## What you will do
From the line that has "of the dishwasher" down to the final line of the listing below, transcribe every line exactly, and only those.

## Source records
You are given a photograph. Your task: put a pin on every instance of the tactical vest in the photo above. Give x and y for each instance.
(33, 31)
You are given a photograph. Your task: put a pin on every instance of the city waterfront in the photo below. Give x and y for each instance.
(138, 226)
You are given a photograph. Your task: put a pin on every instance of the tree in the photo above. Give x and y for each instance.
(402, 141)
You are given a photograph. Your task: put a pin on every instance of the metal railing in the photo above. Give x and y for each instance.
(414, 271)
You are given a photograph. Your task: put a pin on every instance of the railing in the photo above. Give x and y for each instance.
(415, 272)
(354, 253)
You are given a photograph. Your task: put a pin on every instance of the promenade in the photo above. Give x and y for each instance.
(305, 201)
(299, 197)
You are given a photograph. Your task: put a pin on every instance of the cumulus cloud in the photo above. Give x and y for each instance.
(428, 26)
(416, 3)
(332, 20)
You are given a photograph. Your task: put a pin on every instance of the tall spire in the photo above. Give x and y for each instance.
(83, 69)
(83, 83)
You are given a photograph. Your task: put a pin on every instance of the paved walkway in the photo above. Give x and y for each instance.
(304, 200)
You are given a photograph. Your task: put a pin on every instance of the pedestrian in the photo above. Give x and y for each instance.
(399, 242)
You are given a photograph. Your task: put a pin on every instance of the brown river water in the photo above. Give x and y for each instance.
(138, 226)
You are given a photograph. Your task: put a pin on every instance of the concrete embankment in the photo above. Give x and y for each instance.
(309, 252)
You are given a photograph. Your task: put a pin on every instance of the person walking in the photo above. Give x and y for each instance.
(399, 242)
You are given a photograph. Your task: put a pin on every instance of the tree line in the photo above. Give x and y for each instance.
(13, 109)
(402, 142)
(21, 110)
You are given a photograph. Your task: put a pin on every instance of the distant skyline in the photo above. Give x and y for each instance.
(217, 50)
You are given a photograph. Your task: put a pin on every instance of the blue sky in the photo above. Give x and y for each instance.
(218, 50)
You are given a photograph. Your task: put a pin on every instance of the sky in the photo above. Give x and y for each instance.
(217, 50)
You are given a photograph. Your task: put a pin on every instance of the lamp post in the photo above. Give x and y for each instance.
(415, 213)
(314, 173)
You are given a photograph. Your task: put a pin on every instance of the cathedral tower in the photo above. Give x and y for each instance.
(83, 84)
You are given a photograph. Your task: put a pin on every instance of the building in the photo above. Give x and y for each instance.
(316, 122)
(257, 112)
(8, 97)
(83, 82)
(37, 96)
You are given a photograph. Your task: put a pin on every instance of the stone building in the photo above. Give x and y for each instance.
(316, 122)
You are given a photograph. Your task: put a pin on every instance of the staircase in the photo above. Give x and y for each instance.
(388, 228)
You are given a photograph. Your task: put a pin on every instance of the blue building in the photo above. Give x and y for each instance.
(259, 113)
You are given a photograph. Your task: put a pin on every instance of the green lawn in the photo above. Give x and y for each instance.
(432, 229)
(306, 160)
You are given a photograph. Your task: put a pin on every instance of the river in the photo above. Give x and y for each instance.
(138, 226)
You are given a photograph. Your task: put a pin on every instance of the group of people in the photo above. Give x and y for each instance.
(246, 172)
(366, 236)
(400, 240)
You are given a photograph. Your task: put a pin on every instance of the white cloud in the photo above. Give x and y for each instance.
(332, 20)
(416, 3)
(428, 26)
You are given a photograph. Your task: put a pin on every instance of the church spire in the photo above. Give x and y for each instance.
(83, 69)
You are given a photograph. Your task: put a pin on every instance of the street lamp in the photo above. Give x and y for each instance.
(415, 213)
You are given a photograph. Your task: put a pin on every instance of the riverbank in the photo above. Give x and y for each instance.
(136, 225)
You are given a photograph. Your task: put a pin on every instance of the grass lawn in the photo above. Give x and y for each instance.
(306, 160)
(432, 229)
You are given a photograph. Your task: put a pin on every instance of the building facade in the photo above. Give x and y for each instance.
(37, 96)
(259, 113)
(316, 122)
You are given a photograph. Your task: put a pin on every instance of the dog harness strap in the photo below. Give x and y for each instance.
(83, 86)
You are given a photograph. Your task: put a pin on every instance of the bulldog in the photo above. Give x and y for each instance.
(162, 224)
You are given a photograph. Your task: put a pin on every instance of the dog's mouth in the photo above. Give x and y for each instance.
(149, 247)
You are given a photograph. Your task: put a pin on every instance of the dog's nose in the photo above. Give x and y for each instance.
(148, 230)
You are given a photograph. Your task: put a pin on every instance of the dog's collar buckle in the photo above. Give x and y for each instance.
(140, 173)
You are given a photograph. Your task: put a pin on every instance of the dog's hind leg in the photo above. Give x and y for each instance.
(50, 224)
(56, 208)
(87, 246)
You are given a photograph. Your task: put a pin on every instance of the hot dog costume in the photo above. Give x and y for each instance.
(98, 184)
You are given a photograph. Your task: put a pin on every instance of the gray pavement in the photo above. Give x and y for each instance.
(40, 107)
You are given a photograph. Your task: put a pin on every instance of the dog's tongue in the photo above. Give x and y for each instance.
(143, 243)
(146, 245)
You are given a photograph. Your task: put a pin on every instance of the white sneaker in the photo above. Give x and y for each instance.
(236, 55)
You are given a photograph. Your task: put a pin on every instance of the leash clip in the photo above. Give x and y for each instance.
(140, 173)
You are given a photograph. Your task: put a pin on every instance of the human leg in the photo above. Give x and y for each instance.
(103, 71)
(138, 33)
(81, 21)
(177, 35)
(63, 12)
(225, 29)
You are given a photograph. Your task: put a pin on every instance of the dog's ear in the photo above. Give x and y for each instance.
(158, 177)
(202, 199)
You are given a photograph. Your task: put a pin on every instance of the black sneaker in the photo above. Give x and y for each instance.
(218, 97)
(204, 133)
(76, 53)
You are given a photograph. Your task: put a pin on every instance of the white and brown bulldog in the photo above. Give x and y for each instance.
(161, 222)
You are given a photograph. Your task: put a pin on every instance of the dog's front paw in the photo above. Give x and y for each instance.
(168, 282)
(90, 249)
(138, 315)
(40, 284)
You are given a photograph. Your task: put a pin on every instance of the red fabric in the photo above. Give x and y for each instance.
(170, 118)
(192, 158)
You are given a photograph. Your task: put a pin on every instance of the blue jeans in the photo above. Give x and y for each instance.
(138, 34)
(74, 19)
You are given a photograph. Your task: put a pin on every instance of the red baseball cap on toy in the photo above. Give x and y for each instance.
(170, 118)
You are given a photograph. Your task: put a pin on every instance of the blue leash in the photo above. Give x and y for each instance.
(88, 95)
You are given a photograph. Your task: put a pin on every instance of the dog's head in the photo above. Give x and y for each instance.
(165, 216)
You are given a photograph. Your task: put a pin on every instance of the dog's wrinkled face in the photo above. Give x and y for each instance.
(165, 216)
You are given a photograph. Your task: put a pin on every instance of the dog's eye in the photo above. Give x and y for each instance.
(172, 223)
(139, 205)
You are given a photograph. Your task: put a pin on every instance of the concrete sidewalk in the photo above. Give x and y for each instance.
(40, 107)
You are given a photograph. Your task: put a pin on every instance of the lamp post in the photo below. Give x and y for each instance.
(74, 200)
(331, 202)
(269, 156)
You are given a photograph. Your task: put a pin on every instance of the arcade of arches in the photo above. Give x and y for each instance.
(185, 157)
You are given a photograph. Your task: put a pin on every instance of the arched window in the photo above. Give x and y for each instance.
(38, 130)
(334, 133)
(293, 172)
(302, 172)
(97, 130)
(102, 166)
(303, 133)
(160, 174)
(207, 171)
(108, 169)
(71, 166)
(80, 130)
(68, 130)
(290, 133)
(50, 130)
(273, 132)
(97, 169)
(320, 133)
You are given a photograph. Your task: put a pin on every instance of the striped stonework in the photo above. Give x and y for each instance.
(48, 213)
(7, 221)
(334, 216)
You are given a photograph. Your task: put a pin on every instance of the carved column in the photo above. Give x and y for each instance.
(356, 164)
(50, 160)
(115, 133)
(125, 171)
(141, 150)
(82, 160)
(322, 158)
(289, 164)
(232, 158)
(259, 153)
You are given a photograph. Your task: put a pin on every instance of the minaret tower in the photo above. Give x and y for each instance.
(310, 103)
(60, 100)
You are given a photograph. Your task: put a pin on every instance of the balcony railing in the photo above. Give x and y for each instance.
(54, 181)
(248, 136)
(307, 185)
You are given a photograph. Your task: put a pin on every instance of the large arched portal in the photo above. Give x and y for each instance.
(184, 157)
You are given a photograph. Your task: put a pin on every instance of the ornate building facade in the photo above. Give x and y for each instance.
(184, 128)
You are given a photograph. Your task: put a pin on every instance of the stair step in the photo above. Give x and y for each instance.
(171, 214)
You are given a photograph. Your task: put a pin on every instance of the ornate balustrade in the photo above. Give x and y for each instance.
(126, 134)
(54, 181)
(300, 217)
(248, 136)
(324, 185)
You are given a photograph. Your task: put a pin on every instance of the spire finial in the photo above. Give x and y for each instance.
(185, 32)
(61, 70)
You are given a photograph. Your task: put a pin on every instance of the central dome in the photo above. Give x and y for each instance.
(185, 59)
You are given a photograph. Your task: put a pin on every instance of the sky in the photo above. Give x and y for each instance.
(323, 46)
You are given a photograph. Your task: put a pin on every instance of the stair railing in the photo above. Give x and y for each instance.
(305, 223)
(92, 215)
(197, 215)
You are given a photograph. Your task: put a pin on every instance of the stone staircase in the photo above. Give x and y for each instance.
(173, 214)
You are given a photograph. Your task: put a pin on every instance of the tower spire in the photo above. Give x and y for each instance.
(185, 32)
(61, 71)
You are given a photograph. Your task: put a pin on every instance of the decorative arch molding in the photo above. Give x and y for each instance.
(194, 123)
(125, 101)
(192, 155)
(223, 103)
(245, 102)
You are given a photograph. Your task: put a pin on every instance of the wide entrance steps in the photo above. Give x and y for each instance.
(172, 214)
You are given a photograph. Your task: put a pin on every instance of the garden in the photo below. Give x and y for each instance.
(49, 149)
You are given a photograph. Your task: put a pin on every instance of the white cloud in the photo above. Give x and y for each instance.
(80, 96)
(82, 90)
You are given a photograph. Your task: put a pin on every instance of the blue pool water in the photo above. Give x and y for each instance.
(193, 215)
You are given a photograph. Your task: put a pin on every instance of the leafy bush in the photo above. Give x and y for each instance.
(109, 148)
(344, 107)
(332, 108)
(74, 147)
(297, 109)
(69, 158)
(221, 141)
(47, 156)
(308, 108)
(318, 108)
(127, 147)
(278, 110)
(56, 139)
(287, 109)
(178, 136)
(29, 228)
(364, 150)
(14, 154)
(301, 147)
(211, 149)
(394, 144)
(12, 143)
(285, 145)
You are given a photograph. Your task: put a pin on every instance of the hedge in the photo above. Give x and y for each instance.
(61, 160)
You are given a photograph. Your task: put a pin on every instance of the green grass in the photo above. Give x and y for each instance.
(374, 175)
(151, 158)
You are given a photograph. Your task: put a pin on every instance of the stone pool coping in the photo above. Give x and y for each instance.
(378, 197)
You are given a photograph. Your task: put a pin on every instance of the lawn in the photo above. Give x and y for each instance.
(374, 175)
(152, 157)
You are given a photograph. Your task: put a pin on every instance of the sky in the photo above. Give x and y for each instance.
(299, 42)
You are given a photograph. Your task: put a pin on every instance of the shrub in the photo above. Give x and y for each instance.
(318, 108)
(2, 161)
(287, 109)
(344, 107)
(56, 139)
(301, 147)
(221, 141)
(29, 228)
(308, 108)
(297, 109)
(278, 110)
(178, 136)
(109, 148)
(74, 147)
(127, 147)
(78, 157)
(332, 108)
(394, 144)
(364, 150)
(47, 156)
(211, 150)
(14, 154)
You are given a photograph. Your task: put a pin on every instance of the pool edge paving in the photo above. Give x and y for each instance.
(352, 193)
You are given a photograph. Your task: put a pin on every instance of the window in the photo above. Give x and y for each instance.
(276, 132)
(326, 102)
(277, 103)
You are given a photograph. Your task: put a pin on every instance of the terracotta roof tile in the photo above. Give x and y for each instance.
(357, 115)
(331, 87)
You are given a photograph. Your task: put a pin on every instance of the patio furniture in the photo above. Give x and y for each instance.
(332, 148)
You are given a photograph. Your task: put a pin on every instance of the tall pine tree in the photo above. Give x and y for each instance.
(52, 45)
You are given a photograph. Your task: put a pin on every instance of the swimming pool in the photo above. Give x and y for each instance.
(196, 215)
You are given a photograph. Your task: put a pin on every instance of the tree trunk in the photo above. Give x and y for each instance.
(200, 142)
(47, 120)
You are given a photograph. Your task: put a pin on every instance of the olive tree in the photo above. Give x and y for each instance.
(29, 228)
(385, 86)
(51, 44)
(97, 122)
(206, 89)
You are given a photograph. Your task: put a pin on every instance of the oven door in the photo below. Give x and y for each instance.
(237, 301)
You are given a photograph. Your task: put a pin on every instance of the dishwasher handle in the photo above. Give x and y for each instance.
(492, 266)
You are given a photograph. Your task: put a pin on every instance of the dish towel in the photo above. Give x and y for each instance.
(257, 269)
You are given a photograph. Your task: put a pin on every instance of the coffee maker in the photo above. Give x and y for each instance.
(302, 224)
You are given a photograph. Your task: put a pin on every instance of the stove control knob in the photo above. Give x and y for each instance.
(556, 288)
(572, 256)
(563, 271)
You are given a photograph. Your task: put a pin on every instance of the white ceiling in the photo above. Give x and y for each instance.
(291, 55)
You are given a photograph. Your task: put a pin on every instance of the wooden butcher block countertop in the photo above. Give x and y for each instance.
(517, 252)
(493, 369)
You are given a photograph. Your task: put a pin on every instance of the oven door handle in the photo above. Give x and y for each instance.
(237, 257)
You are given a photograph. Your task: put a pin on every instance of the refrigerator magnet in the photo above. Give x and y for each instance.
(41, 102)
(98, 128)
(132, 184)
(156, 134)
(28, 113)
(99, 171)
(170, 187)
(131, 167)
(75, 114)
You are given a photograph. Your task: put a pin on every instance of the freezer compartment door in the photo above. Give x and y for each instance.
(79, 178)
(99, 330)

## Output for this exercise
You are given a photograph. Your task: put a pin on every instance of the dishwasher handle in the photo above. Give x and y for each instance.
(492, 266)
You are given a photograph. Your task: put a pin on every instance of the dish towel in the photo above. Give x and y for each instance.
(257, 269)
You are given a photograph. Your task: put a pin on every instance of the coffee maker in the photo above. Give x and y for each instance.
(302, 224)
You are given a photograph. Your task: put a pin on every instance of the stove control knob in the photo above. Give x and y for each instance.
(556, 288)
(572, 256)
(563, 271)
You are given a photograph. Your task: put a pin on every instance of the white ceiling in the photo above. Give x and y for each instance.
(291, 55)
You are given a photograph. Your task: put a pin on every instance of the wooden butcher block countertop in the photo above. Give x and y for each instance.
(517, 252)
(493, 369)
You are given a photograph. Your task: put a pin on every instance of the oven door handle in the photo above. Give x and y for each instance.
(237, 257)
You are given a photograph. Your task: put a pin on every instance of the refrigerator magnet in the photo above. Give x and y for each instance.
(41, 102)
(98, 128)
(132, 184)
(156, 134)
(28, 113)
(99, 171)
(170, 187)
(131, 167)
(75, 114)
You are given a photograph. Your task: put a pin on every instance of the freezer compartment door in the photo above. Give x and y for each instance.
(79, 178)
(99, 330)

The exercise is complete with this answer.